■ Records ■
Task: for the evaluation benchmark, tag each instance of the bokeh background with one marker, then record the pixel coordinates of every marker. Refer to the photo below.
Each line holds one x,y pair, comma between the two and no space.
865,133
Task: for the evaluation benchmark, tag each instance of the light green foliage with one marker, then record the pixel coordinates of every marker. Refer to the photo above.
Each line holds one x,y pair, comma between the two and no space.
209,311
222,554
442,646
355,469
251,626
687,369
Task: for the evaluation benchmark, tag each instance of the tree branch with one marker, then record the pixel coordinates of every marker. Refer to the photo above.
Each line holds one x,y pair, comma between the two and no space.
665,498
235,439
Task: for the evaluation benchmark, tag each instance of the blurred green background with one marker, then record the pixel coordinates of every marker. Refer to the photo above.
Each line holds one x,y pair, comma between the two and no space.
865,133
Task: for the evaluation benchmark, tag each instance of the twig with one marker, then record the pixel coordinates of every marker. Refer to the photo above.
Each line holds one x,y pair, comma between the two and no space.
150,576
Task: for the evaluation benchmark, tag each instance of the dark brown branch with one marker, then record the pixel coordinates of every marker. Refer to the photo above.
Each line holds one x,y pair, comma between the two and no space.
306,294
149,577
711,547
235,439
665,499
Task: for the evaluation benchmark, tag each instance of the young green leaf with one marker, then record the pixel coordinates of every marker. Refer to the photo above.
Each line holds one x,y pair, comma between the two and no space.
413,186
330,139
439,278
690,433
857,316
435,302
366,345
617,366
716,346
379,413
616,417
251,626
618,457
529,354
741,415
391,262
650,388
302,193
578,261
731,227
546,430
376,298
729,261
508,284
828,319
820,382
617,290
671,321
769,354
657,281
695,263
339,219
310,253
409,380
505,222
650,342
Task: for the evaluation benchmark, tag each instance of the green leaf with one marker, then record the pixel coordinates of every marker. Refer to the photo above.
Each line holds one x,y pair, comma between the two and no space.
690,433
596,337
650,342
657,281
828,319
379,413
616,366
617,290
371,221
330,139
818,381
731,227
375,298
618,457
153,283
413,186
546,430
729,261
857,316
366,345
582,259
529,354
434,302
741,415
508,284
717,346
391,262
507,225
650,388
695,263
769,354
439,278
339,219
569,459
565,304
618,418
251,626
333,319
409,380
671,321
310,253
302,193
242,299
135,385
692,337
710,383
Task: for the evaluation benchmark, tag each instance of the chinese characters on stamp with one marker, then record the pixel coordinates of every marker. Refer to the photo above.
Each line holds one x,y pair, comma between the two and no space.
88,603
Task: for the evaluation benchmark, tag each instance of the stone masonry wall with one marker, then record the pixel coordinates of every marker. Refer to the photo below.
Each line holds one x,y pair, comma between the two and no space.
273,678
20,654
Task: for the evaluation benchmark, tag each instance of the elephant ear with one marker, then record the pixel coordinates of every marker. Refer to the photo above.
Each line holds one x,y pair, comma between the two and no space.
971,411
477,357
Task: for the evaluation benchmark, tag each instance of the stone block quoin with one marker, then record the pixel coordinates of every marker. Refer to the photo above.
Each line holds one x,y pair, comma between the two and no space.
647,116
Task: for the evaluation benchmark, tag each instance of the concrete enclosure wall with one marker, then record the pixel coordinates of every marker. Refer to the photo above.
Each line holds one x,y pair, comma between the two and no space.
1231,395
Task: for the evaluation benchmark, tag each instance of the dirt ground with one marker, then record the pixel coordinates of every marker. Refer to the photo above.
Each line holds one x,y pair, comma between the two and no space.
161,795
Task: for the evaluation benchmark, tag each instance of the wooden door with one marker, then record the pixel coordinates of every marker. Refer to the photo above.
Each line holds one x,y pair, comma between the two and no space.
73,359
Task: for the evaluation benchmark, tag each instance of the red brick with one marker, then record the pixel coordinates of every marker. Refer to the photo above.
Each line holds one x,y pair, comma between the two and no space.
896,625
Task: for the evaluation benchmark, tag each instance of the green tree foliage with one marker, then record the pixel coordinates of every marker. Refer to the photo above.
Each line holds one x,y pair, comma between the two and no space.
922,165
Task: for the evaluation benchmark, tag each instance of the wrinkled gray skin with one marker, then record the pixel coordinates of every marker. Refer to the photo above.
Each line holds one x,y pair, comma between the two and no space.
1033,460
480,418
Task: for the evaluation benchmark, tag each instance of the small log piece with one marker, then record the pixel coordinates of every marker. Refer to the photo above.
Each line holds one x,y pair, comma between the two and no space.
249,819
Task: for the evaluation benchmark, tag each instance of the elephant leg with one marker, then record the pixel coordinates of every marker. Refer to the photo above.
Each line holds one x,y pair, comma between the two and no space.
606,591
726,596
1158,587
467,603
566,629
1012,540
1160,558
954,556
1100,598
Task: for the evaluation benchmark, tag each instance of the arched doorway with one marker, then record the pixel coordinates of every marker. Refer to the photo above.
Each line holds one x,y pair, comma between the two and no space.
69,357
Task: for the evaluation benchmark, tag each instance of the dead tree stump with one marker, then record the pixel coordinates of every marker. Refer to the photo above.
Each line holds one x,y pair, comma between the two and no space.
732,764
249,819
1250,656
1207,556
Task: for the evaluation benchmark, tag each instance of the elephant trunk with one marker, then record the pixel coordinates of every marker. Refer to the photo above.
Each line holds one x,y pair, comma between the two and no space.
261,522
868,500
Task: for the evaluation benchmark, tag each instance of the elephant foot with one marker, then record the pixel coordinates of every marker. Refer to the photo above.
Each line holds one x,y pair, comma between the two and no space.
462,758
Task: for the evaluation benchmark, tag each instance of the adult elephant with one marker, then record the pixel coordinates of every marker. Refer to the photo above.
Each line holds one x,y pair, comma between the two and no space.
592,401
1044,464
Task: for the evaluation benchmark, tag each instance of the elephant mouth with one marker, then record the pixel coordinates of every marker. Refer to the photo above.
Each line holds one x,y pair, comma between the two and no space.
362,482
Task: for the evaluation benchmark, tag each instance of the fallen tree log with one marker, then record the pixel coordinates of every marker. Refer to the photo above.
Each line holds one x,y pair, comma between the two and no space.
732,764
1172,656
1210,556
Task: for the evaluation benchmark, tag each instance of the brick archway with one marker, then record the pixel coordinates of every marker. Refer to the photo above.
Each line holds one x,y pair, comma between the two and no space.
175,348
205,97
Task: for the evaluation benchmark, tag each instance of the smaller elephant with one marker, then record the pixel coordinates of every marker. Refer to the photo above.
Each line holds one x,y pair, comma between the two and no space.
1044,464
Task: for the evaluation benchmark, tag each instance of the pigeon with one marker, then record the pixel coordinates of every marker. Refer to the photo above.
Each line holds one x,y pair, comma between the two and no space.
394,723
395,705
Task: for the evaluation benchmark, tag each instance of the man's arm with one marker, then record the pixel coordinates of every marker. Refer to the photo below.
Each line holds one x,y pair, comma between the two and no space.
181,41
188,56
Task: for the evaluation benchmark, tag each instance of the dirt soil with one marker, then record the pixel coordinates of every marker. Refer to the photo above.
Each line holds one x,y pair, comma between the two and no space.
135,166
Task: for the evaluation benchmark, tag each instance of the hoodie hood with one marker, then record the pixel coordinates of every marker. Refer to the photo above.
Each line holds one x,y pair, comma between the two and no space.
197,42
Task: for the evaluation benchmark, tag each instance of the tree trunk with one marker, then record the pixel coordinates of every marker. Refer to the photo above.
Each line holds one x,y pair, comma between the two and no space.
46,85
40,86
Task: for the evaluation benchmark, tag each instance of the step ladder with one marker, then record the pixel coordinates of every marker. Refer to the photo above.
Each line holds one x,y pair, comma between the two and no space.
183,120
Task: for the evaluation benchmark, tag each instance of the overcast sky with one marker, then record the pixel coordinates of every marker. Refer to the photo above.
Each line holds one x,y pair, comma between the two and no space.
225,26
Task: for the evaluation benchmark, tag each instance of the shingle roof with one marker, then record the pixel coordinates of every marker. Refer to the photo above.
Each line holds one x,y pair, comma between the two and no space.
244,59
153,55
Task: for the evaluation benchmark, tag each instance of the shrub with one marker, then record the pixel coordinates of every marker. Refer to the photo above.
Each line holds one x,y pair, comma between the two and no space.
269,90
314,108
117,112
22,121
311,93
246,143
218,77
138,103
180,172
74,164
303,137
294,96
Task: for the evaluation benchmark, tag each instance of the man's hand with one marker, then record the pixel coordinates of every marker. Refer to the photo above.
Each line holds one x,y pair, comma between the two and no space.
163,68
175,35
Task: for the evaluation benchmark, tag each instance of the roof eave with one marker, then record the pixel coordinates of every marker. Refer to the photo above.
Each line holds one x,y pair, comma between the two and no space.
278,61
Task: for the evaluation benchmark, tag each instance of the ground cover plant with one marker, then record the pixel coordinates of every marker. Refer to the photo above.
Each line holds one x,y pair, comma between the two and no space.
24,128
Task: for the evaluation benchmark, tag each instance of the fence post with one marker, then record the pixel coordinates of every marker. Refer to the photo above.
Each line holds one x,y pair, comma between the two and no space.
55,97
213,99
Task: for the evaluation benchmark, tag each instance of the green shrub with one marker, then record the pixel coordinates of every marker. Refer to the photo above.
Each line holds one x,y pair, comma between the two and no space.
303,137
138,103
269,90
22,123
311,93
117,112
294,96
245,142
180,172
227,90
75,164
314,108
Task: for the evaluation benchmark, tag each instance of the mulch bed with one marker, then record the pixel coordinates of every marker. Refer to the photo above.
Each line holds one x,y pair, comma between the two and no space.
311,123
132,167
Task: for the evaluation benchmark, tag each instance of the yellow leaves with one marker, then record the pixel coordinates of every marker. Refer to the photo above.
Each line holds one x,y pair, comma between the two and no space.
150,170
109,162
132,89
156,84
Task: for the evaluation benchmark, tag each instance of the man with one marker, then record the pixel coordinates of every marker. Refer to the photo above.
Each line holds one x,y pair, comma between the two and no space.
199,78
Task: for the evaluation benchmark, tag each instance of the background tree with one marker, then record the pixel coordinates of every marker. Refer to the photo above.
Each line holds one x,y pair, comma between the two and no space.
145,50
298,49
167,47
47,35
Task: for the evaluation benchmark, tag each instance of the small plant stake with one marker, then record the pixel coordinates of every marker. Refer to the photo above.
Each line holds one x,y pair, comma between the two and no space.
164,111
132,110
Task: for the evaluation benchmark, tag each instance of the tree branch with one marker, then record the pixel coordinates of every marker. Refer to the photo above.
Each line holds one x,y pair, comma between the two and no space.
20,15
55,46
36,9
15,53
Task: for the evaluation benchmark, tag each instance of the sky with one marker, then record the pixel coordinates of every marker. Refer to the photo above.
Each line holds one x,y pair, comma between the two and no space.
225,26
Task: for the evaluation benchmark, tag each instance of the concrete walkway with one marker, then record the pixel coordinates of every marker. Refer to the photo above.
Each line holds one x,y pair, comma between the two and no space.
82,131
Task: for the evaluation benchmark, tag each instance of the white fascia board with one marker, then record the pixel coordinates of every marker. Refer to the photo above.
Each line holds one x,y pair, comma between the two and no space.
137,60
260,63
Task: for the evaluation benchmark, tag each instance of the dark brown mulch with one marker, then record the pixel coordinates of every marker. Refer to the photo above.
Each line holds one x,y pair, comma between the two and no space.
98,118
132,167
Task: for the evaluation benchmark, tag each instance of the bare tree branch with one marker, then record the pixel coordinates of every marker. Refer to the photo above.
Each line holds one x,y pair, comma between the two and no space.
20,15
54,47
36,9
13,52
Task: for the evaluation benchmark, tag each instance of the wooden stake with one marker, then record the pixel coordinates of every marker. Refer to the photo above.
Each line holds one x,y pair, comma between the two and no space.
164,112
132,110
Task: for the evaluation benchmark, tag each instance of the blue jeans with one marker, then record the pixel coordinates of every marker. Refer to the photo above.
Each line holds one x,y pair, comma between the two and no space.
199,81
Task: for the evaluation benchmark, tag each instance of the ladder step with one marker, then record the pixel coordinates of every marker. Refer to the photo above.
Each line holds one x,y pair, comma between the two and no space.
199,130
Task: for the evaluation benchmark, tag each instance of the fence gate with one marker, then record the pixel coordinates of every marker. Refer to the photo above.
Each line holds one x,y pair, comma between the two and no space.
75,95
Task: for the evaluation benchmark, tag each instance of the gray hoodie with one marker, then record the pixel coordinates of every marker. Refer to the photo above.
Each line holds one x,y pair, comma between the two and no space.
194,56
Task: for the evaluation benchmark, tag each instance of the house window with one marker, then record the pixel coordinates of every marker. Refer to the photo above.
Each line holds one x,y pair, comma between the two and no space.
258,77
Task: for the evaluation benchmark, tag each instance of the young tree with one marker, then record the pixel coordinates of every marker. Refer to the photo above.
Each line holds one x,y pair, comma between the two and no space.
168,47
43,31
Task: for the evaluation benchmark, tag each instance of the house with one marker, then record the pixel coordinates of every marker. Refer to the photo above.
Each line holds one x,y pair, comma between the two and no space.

■ INSTRUCTIONS FOR THE TASK ■
Repeat word for word each line from the one with "the fence gate" to the end of the records above, inclusive.

■ RESULT ■
Task: for the evaluation benchmark, tag each instance of the fence gate with one marker, then record the pixel coordinates of every marker. Refer to the photo above.
Each line holds one x,y pair, comma between the two and no space.
75,95
Task: for the evaluation benchmark, tag each instance of the gray hoodie with one marker, then record the pixel coordinates of every marker. Refer to the photo above.
Each line holds one x,y pair, comma between the two and no space.
194,56
Task: for the evaluation benchmark, tag each instance of the house window with one marker, then record the pixel coordinates of every marker. Refer to the photo above.
Each line holds one x,y pair, comma between the two and no space.
258,77
Task: for the evaluation benchmark, tag each instance of the young tree with one marker, then record the pixel coordinates of every marker. Refer to the photo above.
Each line holds one x,y pair, comma between the two and no space.
168,47
43,31
Task: for the evaluation benchmark, tag each instance of the house with one marker, then record the pixel coordinates of every marker. Refer to the photo above.
Each line holds one x,y pair, comma between the two and no space.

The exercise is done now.